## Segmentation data

╭──

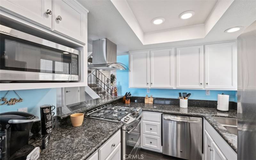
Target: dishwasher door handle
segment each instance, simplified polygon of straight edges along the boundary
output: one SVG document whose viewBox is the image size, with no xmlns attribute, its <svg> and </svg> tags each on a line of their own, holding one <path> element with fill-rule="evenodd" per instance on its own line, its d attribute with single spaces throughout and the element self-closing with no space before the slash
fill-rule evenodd
<svg viewBox="0 0 256 160">
<path fill-rule="evenodd" d="M 186 122 L 187 123 L 198 123 L 200 122 L 199 121 L 188 121 L 187 120 L 181 120 L 181 119 L 174 119 L 171 118 L 164 117 L 164 119 L 168 121 L 174 121 L 175 122 Z"/>
</svg>

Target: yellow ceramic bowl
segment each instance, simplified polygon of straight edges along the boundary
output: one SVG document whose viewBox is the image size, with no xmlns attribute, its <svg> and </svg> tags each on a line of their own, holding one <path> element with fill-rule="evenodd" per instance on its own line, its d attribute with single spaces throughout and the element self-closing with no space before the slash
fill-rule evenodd
<svg viewBox="0 0 256 160">
<path fill-rule="evenodd" d="M 74 127 L 78 127 L 82 125 L 84 121 L 84 114 L 82 113 L 77 113 L 70 115 L 72 125 Z"/>
</svg>

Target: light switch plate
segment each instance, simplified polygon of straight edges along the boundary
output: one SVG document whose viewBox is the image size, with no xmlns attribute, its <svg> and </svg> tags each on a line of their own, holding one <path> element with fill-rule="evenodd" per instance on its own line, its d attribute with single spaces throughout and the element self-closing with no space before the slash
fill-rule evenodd
<svg viewBox="0 0 256 160">
<path fill-rule="evenodd" d="M 18 109 L 18 112 L 28 112 L 28 108 L 22 108 Z"/>
</svg>

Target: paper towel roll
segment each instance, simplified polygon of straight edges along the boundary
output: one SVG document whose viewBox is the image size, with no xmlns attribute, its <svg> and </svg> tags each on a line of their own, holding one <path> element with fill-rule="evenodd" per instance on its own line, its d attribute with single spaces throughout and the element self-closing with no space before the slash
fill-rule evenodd
<svg viewBox="0 0 256 160">
<path fill-rule="evenodd" d="M 217 109 L 221 111 L 228 111 L 228 102 L 229 96 L 218 94 Z"/>
</svg>

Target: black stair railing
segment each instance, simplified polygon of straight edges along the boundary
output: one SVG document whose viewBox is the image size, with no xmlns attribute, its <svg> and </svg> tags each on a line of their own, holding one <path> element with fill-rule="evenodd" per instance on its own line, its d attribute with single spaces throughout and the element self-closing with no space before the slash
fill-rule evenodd
<svg viewBox="0 0 256 160">
<path fill-rule="evenodd" d="M 100 96 L 111 95 L 110 79 L 101 72 L 96 69 L 88 77 L 88 85 Z"/>
</svg>

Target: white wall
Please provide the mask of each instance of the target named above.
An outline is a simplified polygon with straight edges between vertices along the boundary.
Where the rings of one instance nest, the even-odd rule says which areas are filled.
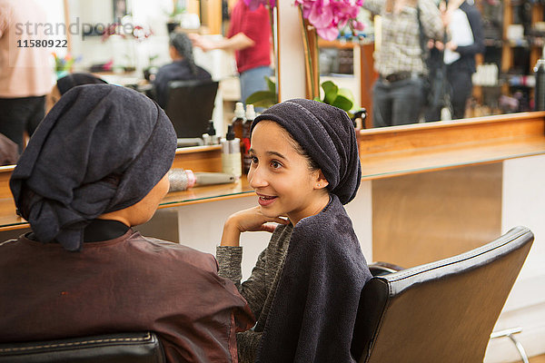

╰──

## What is required
Lay out every line of the records above as a Markdown table with two columns, Row and Line, numbering the rows and skipping blank lines. Leave the pictures out of the table.

## Response to this exercise
| Row | Line |
|---|---|
| 1 | Target: dishwasher door handle |
| 2 | segment each instance, simplified polygon of straight edges along the boundary |
| 3 | output: one SVG document whose viewBox is the image size, with no xmlns attribute, its <svg> and </svg> tags each on a line of their own, holding one <path> element with fill-rule="evenodd" per instance on its own line, its d attribute with single spaces throughout and the element self-closing with no space before the slash |
| 4 | fill-rule evenodd |
| 5 | <svg viewBox="0 0 256 160"> |
| 6 | <path fill-rule="evenodd" d="M 186 122 L 187 123 L 198 123 L 200 122 L 199 121 L 188 121 L 187 120 L 181 120 L 181 119 L 174 119 L 171 118 L 164 117 L 164 119 L 168 121 L 174 121 L 175 122 Z"/> |
| 7 | </svg> |
| 8 | Target: yellow ceramic bowl |
| 9 | segment each instance, simplified polygon of straight edges along the boundary |
| 10 | output: one SVG document whose viewBox is the image size, with no xmlns attribute, its <svg> and </svg> tags each on a line of their own, holding one <path> element with fill-rule="evenodd" per instance on its own line, its d attribute with single spaces throughout and the element self-closing with no space before the slash |
| 11 | fill-rule evenodd |
| 12 | <svg viewBox="0 0 256 160"> |
| 13 | <path fill-rule="evenodd" d="M 74 127 L 78 127 L 82 125 L 84 121 L 84 114 L 82 113 L 77 113 L 70 115 L 72 125 Z"/> |
| 14 | </svg> |
| 15 | Target: light switch plate |
| 16 | segment each instance, simplified polygon of straight edges along the boundary |
| 17 | output: one SVG document whose viewBox is the image size, with no xmlns attribute, its <svg> and </svg> tags each on a line of their own, holding one <path> element with fill-rule="evenodd" per instance on its own line, its d attribute with single spaces throughout and the element self-closing with no space before the slash |
| 18 | fill-rule evenodd |
| 19 | <svg viewBox="0 0 256 160"> |
| 20 | <path fill-rule="evenodd" d="M 18 109 L 18 112 L 28 112 L 28 108 L 22 108 Z"/> |
| 21 | </svg> |
| 22 | Target: paper towel roll |
| 23 | segment each instance, simplified polygon of straight edges along the boundary |
| 24 | output: one SVG document whose viewBox is the image size, with no xmlns attribute, its <svg> and </svg> tags each on a line of their own, holding one <path> element with fill-rule="evenodd" per instance on its own line, its d attribute with single spaces throughout and the element self-closing with no space before the slash |
| 25 | fill-rule evenodd |
| 26 | <svg viewBox="0 0 256 160"> |
| 27 | <path fill-rule="evenodd" d="M 217 109 L 221 111 L 228 111 L 228 102 L 229 96 L 218 94 Z"/> |
| 28 | </svg> |
| 29 | Target: black stair railing |
| 30 | segment each instance, simplified polygon of straight edges along the boundary |
| 31 | output: one SVG document whose viewBox is the image size, with no xmlns attribute, its <svg> and </svg> tags each on a line of their own, holding one <path> element with fill-rule="evenodd" per instance on its own line, its d attribute with single spaces throughout and the element self-closing with no space before the slash |
| 32 | fill-rule evenodd |
| 33 | <svg viewBox="0 0 256 160"> |
| 34 | <path fill-rule="evenodd" d="M 100 96 L 111 95 L 110 79 L 101 72 L 96 69 L 88 77 L 88 85 Z"/> |
| 35 | </svg> |
| 36 | Target: white wall |
| 37 | Please provide the mask of each instance of the target named above. |
| 38 | An outline is a simplified polygon with straight edges between vertices along the boundary. |
| 39 | Where the rings of one instance nest, the even-odd rule says which areas are filled. |